Pick up the passage below on SPRS cybersecurity scoring and keep writing it from its last sentence onward. The records that follow the passage are not part of it.

### SOURCE
==================================================

In addition to scores, SPRS captures metadata, such as assessment dates and POA&M completion, which acquisition officials consider alongside numerical scores when evaluating supplier cybersecurity posture.

While SPRS provides a structured framework for tracking performance and cybersecurity compliance, accurately reporting and maintaining these records presents ongoing operational challenges for contractors.

Operational Challenges in Accurate SPRS Scoring

Defense contractors face persistent operational barriers when reporting cybersecurity posture through SPRS mechanisms. Despite expanded DoD guidance and automation efforts, accurately capturing and maintaining scores remains challenging.

While self-assessments may identify many deficiencies internally, third-party C3PAO evaluations often uncover documentation or technical gaps that internal reviews overlook, requiring objective verification and remediation. For contractors pursuing third-party certification, additional challenges include coordinating evidence reviews, maintaining consistent control implementation across business units, and responding to assessor findings during the remediation window. These implementation difficulties can lead to compliance deficiencies, contract disqualification, or potential legal liability.

==================================================

### EXTRACTED ENTRIES
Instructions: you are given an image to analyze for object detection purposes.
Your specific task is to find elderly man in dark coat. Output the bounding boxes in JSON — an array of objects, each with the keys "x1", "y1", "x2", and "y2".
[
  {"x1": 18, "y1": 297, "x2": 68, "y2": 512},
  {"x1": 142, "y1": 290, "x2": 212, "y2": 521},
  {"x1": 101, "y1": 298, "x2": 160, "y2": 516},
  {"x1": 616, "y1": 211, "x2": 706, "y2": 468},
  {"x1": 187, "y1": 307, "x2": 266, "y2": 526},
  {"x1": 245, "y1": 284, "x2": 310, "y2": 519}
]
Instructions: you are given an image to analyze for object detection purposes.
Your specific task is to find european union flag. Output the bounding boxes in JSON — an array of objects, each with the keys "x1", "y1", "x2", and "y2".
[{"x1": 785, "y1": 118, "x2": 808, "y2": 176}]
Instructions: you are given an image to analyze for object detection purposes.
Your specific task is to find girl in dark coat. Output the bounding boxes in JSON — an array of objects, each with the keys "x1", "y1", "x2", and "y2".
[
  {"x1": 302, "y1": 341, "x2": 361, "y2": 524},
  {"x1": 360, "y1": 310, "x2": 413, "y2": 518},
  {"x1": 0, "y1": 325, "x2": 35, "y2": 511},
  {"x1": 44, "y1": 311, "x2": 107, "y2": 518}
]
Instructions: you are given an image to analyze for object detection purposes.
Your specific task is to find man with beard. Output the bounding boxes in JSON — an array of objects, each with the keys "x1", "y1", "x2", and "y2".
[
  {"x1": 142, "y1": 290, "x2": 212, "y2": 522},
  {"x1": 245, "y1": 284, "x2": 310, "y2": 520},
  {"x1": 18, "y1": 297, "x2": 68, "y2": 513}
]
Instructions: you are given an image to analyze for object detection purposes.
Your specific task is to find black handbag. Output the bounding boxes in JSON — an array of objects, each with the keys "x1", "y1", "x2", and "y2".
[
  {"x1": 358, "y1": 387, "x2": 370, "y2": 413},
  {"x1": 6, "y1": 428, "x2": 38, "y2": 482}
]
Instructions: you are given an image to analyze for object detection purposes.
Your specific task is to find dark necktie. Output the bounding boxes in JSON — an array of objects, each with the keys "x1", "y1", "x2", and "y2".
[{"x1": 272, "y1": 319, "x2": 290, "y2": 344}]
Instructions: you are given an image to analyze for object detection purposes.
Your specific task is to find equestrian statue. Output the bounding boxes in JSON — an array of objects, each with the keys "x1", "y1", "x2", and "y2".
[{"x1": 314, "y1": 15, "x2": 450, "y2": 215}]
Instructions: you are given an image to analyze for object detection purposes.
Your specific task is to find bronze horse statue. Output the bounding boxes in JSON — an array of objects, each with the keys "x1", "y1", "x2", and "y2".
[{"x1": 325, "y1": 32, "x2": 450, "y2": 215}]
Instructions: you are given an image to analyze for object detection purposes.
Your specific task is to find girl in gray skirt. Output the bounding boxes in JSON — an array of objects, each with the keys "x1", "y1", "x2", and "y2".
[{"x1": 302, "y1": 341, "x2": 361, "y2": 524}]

==================================================

### REPLY TO THE TASK
Below are notable pain points:


1. Incomplete or outdated System Security Plans (SSP)

SSPs serve as foundational evidence. Common deficiencies include outdated or incomplete control descriptions, missing system boundaries, or absent evidence of implementation. Because DoD assessors validate SSP-described controls against actual practice, SSP shortcomings surface during assessments (CMMC Assessment Guide Level 2 v2.13).

2. Limited internal expertise for accurate scoring

Small and medium contractors often lack dedicated cybersecurity and DoD-assessment expertise, making accurate interpretation of NIST SP 800-171 and SPRS scoring difficult. Industry guidance and DoD small-business outreach resources confirm that limited internal capability is a major readiness barrier (DoD; Defense.GOV).

3. Failure to track POA&M remediation timelines

DoD guidance ties conditional status to documented POA&Ms and expects timely remediation of deficiencies. Contractors that fail to maintain POA&M discipline risk losing certification or contract eligibility.

Together, these operational challenges can result in inaccurate self-attestations, exposing the organization to serious legal and contractual consequences.

Legal and Operational Risks of Inaccurate SPRS Reporting

Inaccurate or exaggerated SPRS self-assessments expose organizations to both legal and operational risks, including False Claims Act (FCA) liability, contract ineligibility, potential suspension or debarment.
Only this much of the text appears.